Source text:
----

[llvm-commits] [LLD] Patch to tie Atoms in a section together
Shankar Easwaran
shankare at codeaurora.org
Thu Oct 25 11:48:35 PDT 2012
Hi Nick,
I had a chat with Michael and I will resubmit the patch for review with
the below changes :-
1) Add Follow on reference functionality in Core
2) Use the follow on reference in ReaderELF
3) Change the testcase
Thanks
Shankar Easwaran
On 10/25/2012 6:57 AM, Shankar Easwaran wrote:
> On 10/24/2012 8:59 PM, Shankar Easwaran wrote:
>> On 10/24/2012 8:44 PM, Nick Kledzik wrote:
>>> On Oct 24, 2012, at 6:25 PM, Shankar Easwaran wrote:
>>>
>>>>>>> This requires some more explanation. Are you trying to prevent
>>>>>>> them from ever being removed? Or they can only be removed is
>>>>>>> everything is the section is removed? If the former, the
>>>>>>> dead-strip setting would do the same. If the latter, if you are
>>>>>>> trying to keep the order of the functions, do you want something
>>>>>>> stronger which says they cannot be reordered too? The "none"
>>>>>>> reference just keeps them alive.
>>>>>> I am trying to do the latter, they can only be removed only if
>>>>>> the section is removed. I couldnt follow why the 'none' reference
>>>>>> would not keep the functions together though.

----

Problems to solve:
**A)** Please use the email to explain why the "none" reference might not be enough if the goal is to keep the functions in their order.
**B)** In the email above, which component is the follow-on reference to be used in?
**C)** Carry the email above forward from its final line.

Data segment:
----

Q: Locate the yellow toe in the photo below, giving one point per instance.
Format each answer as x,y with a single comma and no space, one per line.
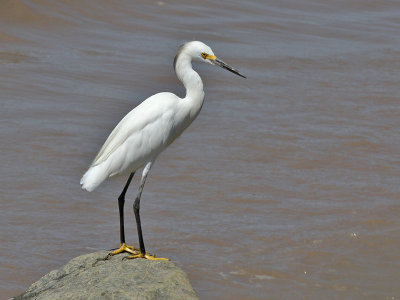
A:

----

Answer set:
**A)** The "none" reference only keeps the functions alive. If the aim is also to preserve their order, something stronger would be needed to stop them from being reordered.

**B)** ReaderELF.

**C)**
>>>>> If someone were to write a Pass which re-ordered functions based.
>>>>> How would the pass know to not re-order those functions?
>>>>>
>>>> I will go ahead and create a reference from the current symbol to
>>>> the next symbol too, so that they dont get reordered.
>>> Shankar,
>>>
>>> I think you are missing my point. Garbage collection (aka dead
>>> stripping) and atom re-ordering are different things. They both will
>>> cause problems with assembly code written assuming only whole
>>> sections will copied to output files. But, adding a reference only
>>> prevents garbage collection. It does not stop re-ordering of atoms.
>>>
>>> To stop re-ordering of atoms, the darwin linker uses a special
>>> reference kind called a follow-on. The re-ordering pass knows it
>>> cannot move an atom relative to another atom that has a follow-on
>>> reference to it. More specifically, if A has a follow-on reference
>>> to B, then atom B must immediately follow (be laid out) after atom A.
>>>
>>> Currently in lld, all References are platform specific. We don't
>>> yet have a way that generic Passes can infer meaning from reference
>>> kind
>>>
>> Hi Nick,
>>
>> Thanks for your reply.
>>
>> Currently the writer creates the output ELF file in file order and in
>> the order that atoms appeared in the input file(sorted by ordinality).
>>
>> My thought is we can use the 'none' reference as a follow on
>> reference as it is in the MachO linker so that we know what atoms
>> come next. Will this not be true ? Do you see a possibility of a
>> relocation type 'none' being used elsewhere too.
>>
>> Let me know your thoughts.
>>
>> Thanks
>>
>> Shankar Easwaran
>>
>>
> Hi Nick,
>
> I wanted to understand the design choice in the darwin linker, that
>
> 1) Was the follow-on reference added in the relocation entries for
> each Atom ?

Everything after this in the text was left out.